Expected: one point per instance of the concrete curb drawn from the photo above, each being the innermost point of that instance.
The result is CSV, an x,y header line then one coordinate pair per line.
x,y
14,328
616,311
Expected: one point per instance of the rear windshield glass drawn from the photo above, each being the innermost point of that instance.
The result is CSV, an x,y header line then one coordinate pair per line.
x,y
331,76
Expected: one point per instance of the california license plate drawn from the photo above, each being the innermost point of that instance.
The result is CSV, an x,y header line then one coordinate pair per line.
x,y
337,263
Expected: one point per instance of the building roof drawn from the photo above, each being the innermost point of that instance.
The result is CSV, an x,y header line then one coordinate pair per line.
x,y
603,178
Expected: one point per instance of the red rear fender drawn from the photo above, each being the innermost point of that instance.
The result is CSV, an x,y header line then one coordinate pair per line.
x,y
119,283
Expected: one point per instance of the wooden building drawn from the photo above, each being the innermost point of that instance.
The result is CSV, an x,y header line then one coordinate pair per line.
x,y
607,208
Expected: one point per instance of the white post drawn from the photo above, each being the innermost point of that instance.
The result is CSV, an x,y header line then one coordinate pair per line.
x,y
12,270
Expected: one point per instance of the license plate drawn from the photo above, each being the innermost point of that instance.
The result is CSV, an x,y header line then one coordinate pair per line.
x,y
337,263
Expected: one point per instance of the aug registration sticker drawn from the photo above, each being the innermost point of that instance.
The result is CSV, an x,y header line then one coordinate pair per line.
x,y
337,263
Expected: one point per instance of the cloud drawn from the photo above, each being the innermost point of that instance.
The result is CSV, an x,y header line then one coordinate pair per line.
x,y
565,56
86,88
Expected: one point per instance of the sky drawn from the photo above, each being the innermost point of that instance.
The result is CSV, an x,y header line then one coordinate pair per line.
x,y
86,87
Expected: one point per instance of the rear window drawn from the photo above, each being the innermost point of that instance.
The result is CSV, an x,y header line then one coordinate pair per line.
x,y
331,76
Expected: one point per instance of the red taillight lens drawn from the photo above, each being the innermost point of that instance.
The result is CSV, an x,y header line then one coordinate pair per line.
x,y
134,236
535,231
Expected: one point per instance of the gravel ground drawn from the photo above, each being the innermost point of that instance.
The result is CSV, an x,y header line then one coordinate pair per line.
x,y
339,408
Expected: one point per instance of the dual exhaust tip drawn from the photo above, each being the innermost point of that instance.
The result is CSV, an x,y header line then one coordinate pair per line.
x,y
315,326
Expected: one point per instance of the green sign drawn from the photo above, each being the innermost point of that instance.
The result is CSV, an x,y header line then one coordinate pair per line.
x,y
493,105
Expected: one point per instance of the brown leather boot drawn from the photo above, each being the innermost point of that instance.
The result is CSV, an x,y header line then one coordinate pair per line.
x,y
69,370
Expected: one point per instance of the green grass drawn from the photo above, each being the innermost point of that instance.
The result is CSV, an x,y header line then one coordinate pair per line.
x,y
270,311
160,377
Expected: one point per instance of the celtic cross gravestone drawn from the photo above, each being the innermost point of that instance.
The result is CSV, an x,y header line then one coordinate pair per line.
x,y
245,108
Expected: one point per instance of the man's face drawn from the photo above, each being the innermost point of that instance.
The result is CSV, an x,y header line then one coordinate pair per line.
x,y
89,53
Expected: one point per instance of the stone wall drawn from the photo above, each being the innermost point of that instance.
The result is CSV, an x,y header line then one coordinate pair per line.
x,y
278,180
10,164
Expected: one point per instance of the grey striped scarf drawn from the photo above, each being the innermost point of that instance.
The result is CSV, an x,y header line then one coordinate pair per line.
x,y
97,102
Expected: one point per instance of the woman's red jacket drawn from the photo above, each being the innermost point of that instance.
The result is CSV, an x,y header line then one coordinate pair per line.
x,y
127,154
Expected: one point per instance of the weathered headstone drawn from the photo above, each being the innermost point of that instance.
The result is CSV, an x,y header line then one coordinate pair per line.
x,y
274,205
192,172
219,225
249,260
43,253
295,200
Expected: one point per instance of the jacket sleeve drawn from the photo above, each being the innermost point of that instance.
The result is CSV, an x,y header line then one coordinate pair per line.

AIM OF THE TASK ▸ Starting with the line that contains "Expected: one point per instance of the woman's", output every line through the end of the listing above, unchanged.

FULL ANSWER ▸
Expected: one point per instance of the woman's red jacket drawn from the photo above, each being the innermost point of that instance.
The result is CSV, an x,y header line then one coordinate pair per line.
x,y
127,154
Expected: one point per instance of the weathered headstone drawn from the photo above, each being the innermost point of that instance.
The result is CSV, an x,y header line then one coordinate pair per line.
x,y
274,205
192,172
219,225
249,260
43,253
295,200
Expected: one point per instance of the jacket sleeve drawn from the photo above, each being the innermost point of that instance.
The result is CSV, an x,y header line then one coordinate pair per line.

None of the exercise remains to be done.